>> BEGIN Document segment

# More Facebook Advertising Questions



## thesm2group (Dec 22, 2008)

I have read through some other facebook advertising threads which all seem to come to the same conclusion that facebook is not a viable way to sell your products.

Since it is free, I still plan to give it a shot, but have a few questions I have not seen answered. I have created a facebook pagehttp://www.facebook.com/profile.php?id=20305939&ref=profile#/pages/The-Shirt-Alert/46748399701. I am planning to promote it with an add now. My question is do you think it would be better to advertise the page, or should I have the link on the add send people directly to my website?

I think people would be more inclinded to click a link if it took them to a facebook page and they were not actually leaving the site. I also plan to make it so that potential customers can click on the designs on the facebook page and go right to the site to order them. It would sort of be an inbetween step that I think may get more people to click.

Thanks for any suggestions or help you can offer!

>> END Document segment

Written instruction a. Name every plan that the poster of the Facebook advertising thread says they have.

>> BEGIN Records for this exercise

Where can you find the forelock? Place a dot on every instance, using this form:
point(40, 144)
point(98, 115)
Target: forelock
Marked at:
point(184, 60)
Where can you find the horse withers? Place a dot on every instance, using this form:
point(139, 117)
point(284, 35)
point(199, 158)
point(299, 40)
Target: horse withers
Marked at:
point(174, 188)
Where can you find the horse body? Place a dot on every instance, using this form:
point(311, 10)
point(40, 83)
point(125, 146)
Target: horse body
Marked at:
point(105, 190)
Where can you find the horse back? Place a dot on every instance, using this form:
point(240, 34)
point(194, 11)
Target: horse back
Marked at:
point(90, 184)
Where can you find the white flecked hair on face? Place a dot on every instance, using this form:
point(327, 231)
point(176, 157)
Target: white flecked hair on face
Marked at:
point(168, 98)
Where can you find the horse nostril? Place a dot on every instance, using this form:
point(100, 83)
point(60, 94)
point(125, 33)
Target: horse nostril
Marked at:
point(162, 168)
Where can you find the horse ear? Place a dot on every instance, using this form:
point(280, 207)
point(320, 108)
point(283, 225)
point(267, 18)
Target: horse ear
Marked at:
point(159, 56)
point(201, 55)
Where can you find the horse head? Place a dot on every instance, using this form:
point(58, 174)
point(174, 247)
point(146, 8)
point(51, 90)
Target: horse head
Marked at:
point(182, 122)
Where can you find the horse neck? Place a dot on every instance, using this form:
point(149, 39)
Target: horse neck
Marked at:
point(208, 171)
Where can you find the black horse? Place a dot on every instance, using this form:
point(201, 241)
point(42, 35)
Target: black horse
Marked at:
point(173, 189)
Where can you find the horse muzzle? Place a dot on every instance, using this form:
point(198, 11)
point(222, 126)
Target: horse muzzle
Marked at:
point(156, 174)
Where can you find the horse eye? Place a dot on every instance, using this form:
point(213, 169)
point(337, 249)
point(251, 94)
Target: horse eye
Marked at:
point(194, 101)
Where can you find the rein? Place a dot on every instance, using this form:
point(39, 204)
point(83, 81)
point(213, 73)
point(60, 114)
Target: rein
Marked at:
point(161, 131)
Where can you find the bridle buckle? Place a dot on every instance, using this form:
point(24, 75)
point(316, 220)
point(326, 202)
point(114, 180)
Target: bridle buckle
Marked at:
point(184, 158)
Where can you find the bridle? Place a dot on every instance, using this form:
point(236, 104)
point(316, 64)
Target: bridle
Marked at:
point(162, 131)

>> END Records for this exercise

Written instruction b. How many lines in the entries contain the word "flecked"? Give only the number.

Complete response a.
- Give Facebook advertising a try, since it is free.
- Promote the Facebook page with an ad now.
- Set up the Facebook page so potential customers can click on the designs and go straight to the site to order them.

Complete response b. 2